**Krótkie zadanie**:
Podaj dalszy ciąg tekstu o desantowcu Sumner, zaczynając zaraz po jego ostatnim zdaniu.
***** Podany tekst *****
Sumner przy zaledwie stu dwudziestu metrach może przenieść do czterystu żołnierzy i dwóch lekkich czołgów naraz. Oczywiście kombinacji jest multum - od wersji z samymi siłami pancernymi po desant piechoty osłanianej przez skutery repulsorowe. Niezbyt imponujący wynik przy takim Acclamatorze, lecz Federacja może produkować swoje desantowce w masowych ilościach wystarczających do transportowania licznej armii.
***** Dostarczony materiał *****
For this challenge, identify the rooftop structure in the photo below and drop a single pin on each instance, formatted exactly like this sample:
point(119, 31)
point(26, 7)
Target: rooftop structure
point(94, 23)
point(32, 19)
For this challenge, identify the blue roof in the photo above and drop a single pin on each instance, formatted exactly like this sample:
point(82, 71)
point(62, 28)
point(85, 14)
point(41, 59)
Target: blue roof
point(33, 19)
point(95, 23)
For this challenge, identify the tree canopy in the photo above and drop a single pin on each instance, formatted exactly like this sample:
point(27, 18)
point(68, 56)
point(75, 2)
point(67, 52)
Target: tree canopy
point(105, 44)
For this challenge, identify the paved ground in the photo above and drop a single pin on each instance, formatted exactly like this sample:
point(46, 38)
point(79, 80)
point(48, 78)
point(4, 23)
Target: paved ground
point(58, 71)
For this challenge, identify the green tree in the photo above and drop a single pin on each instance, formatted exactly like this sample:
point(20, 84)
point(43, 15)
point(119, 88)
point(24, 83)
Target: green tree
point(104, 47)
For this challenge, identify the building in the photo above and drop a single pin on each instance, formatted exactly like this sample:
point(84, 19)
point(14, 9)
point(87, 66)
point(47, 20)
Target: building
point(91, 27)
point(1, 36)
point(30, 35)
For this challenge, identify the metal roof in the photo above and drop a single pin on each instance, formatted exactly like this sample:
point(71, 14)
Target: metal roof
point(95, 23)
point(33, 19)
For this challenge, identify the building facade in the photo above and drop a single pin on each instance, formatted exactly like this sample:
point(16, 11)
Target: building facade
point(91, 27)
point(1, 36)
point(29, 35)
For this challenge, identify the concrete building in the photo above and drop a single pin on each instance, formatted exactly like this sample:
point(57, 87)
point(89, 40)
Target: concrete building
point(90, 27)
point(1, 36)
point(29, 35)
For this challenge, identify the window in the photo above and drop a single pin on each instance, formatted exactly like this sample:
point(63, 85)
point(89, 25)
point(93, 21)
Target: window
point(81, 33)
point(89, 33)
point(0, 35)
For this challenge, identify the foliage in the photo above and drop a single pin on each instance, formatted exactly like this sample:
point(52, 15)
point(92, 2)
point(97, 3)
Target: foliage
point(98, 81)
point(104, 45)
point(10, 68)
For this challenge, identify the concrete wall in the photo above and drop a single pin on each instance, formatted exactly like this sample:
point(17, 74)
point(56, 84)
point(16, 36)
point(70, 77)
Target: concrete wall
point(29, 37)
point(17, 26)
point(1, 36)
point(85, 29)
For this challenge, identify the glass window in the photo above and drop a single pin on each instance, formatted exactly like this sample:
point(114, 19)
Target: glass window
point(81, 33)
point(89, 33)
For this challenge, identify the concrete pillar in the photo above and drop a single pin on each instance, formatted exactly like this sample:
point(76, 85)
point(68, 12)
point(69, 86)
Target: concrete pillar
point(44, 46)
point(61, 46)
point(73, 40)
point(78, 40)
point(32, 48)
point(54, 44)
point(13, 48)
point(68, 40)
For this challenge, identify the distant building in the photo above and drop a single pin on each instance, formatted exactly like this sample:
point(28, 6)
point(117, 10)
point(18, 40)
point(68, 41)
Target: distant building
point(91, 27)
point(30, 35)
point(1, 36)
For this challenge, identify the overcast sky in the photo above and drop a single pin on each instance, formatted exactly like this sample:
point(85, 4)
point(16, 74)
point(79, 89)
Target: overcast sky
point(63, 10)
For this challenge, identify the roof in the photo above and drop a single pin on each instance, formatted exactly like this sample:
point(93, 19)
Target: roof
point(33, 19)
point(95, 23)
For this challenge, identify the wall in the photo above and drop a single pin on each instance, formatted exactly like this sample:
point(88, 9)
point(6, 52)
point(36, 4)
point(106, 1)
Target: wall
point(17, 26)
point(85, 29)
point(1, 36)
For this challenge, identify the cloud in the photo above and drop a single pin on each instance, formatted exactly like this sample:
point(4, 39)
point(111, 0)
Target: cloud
*****
**Wynik końcowy**:
Ale nie liczy się tylko ilość. Zostaje jeszcze kwestia bezpieczeństwa, a ta u Sumnera jest po prostu bardzo dobra. Silne osłony i pancerz wraz z konstrukcją kadłuba chronią przed lżejszą artylerią, zaś ciężką można zniszczyć. Oprócz tego desantowiec ten osiada dosyć nisko przez co rampy desantowe są osłaniane płytami opancerzenia oraz rzecz jasna ostrzałem karabinków laserowych zamontowanych wzdłuż obu burt wliczając w to stateczniki poziome. Teoretycznie spoglądając na Sumnera łapiecie się za głowę i próbujecie zastanowić się co złego uczynili projektanci tej jednostki. Pewnie uważacie umieszczenie całego uzbrojenia energetycznego (oprócz wspomnianych karabinków laserowych) na grzbiecie desantowca za wyjątkowo głupie, bo przecież powinny być one rozmieszczone także na spodzie, by oczyszczać teren lądowania. Niby tak, jednak prawda wygląda zupełnie inaczej.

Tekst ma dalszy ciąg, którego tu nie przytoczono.